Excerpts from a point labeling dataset
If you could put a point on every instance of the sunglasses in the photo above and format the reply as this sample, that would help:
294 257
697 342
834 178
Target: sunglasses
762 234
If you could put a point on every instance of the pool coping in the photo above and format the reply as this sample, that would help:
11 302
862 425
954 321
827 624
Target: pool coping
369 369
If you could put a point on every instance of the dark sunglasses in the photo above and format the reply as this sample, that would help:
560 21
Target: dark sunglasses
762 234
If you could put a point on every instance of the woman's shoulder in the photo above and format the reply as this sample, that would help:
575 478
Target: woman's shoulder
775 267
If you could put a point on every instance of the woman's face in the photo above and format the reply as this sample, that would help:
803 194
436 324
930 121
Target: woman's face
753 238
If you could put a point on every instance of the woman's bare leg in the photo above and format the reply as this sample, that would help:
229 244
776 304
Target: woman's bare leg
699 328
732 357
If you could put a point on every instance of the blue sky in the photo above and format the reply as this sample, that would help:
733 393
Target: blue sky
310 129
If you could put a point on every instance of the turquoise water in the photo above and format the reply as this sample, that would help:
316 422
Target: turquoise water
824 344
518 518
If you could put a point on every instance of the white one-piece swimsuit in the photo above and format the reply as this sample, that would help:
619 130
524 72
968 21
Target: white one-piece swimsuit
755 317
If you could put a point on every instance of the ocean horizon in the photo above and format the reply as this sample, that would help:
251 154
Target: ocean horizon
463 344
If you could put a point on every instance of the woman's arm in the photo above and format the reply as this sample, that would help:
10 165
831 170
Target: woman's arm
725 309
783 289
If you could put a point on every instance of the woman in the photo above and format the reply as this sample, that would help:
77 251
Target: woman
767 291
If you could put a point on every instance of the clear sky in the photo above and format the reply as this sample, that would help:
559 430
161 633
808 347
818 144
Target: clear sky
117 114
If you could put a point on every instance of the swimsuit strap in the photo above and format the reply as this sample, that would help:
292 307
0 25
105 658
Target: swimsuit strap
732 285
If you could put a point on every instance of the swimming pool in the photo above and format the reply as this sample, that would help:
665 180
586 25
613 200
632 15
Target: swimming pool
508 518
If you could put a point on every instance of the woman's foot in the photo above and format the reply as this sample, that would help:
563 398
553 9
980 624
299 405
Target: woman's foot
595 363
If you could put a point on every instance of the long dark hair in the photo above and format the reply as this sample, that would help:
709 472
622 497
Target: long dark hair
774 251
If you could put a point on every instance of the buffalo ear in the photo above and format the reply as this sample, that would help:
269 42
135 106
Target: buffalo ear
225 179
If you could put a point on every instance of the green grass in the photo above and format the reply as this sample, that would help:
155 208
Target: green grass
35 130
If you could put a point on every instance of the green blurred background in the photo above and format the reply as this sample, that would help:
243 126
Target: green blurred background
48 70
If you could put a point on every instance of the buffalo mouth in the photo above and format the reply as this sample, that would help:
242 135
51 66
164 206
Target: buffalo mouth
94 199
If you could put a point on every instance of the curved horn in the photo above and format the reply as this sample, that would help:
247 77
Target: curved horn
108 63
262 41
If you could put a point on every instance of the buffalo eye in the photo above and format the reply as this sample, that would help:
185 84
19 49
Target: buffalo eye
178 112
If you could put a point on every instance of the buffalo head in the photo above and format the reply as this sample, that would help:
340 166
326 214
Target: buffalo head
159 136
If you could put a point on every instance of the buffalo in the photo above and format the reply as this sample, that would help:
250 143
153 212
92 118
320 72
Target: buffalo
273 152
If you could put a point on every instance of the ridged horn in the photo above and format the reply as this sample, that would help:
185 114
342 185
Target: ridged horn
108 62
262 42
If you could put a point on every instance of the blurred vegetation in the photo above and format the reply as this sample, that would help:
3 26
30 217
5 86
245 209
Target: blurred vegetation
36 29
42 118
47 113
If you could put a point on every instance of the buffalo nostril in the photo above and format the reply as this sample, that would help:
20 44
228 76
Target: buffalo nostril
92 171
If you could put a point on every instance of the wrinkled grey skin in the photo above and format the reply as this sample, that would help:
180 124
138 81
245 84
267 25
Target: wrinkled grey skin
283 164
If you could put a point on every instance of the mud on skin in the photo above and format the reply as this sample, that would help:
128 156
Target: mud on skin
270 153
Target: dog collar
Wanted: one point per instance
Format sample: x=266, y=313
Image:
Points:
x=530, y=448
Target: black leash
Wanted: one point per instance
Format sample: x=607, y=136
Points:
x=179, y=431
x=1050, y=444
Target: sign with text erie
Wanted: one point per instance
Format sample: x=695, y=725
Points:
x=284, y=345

*SET EXERCISE:*
Output the lines starting at the line containing "instance of the mud" and ending at the end of the records as a JSON list of strings, one string per line, leaving out any blank lines.

*WRITTEN RESPONSE:*
[
  "If you could put a point on every instance of the mud on skin in the photo above and format the reply as this sample, that would help:",
  "128 156",
  "Target: mud on skin",
  "270 153",
  "Target: dog collar",
  "Wanted: one point per instance",
  "Format sample: x=266, y=313",
  "Image:",
  "Points:",
  "x=530, y=448",
  "Target: black leash",
  "Wanted: one point per instance",
  "Format sample: x=607, y=136",
  "Points:",
  "x=179, y=431",
  "x=1050, y=444",
  "Target: sign with text erie",
  "Wanted: one point per instance",
  "Format sample: x=695, y=725",
  "Points:",
  "x=284, y=345"
]